I've been pimping it in my Story Hour (I even had one character inherit the barony that Kirkwood is a part of) and I know I've gotten a couple of people interested.

With any luck, the release of the PDFs will help things out.  Any of those upcoming adventures for higher-level folk?  Maybe you guys could do a new, even better city for AU?

J


----------



## MEG Hal (Jul 30, 2003)

drnuncheon said:
			
		

> *Suck.
> 
> I've been pimping it in my Story Hour (I even had one character inherit the barony that Kirkwood is a part of) and I know I've gotten a couple of people interested.
> 
> ...




Thanks drnuncheon, as for AU the next two books gave been green lit and we not have discussed what #4 will be so... ya never know.  Once again we will not kill Bluffie just not do any more in print books for it at this time.
/slaps head
Yes I can not believe I forgot about http://direkobold.com they have 3 and all from Wil and for a small subsrcition price you can scale them...so get those and the two we are releasing and you will actually have a heavy Bluffside year!


----------



## thundershot (Jul 30, 2003)

Tell you what, Hal... I'll forgive you if you let RPGNow sell them as PODs. 

Please?

PDFs are way too messy to print out and put in a binder for actual use....


Thanks
Chris


----------



## MEG Hal (Jul 30, 2003)

thundershot said:
			
		

> *Tell you what, Hal... I'll forgive you if you let RPGNow sell them as PODs.
> 
> Please?
> 
> ...




mmmm never even thought of that, I will talk to Doug and consider that.  I have seen some of the POD from ENPublishing and was suprised at the quality!

Great idea Chris!


----------



## thundershot (Jul 30, 2003)

YES!!! There is HOPE!








Thanks!
Chris


----------



## Mystic Eye (Jul 30, 2003)

thundershot said:
			
		

> *Tell you what, Hal... I'll forgive you if you let RPGNow sell them as PODs.
> 
> Please?
> 
> ...




That is a good idea! I will follow up on that. I am also sorry that I forgot to mention the three part adventure series at Dire Kobold by Wil Upchurch. They are awesome.


----------



## Crothian (Jul 31, 2003)

§ Brief 1
In the forum thread, who wrote the three-part adventure series at Dire Kobold that Mystic Eye mentions?
The listing that follows has no connection to the forum thread.

§ Provided data
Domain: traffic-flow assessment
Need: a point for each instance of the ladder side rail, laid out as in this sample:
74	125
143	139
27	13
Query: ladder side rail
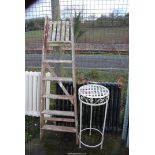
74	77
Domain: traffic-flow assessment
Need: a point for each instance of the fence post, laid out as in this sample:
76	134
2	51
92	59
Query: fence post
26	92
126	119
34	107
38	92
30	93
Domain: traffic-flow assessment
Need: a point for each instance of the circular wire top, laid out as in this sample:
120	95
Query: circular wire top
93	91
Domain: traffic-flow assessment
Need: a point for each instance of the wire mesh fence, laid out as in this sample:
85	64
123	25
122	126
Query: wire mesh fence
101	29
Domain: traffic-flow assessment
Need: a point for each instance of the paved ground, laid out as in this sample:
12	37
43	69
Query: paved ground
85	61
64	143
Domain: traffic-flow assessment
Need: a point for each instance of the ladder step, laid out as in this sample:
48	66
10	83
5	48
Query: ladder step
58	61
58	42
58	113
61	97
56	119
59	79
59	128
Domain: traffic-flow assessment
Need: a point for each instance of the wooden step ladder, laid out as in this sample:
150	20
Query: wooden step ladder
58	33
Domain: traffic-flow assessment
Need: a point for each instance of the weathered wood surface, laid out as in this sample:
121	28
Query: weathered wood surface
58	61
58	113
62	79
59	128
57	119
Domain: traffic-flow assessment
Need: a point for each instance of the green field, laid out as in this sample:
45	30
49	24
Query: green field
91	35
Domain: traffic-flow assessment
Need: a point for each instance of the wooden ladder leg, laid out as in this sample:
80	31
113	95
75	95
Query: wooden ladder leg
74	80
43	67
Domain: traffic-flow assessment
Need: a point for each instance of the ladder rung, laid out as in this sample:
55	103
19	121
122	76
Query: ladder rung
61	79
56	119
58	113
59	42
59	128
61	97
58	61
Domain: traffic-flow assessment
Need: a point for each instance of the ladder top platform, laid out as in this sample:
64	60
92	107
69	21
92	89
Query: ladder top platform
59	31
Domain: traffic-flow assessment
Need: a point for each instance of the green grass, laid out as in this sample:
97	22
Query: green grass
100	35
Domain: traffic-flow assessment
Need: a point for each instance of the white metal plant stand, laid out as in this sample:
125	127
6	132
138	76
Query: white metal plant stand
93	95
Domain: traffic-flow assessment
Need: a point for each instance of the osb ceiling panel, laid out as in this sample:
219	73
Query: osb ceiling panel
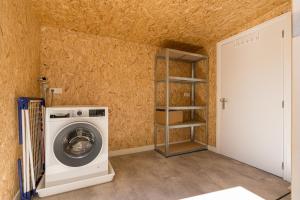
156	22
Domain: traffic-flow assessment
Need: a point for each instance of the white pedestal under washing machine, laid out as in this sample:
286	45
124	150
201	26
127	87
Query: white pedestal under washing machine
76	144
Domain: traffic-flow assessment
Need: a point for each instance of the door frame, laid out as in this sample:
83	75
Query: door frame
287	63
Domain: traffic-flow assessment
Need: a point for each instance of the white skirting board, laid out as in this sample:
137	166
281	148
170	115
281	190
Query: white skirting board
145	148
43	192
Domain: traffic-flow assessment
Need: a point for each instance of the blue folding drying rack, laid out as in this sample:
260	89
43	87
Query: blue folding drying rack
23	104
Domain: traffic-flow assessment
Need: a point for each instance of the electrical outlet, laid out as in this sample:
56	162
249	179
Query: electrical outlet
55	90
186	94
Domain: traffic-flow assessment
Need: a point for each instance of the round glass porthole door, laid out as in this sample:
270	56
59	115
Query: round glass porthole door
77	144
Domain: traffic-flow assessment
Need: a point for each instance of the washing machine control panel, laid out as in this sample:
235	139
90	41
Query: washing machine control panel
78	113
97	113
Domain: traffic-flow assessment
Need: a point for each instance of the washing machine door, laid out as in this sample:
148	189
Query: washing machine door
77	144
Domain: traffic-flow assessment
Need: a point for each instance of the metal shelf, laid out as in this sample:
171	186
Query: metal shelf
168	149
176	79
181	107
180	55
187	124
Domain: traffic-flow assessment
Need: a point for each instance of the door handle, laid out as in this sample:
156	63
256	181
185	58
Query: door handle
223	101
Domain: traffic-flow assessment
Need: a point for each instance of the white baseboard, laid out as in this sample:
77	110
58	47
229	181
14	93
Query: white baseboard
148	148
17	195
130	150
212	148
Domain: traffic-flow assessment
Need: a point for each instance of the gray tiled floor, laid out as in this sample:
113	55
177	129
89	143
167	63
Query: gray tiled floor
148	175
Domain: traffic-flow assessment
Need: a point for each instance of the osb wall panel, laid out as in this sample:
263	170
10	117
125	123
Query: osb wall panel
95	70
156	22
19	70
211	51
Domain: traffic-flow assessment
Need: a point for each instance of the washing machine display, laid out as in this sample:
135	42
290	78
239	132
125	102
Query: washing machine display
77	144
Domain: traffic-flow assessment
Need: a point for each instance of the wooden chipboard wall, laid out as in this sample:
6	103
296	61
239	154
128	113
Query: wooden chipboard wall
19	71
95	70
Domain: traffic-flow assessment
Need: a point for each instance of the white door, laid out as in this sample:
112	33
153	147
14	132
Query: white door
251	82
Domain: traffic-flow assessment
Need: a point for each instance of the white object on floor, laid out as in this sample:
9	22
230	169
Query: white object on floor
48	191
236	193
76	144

§ Brief 2
List each line of the listing that contains the word "blue".

§ Correct answer 1
Wil Upchurch

§ Correct answer 2
Need: a point for each instance of the blue folding drying rack, laid out as in this sample:
Query: blue folding drying rack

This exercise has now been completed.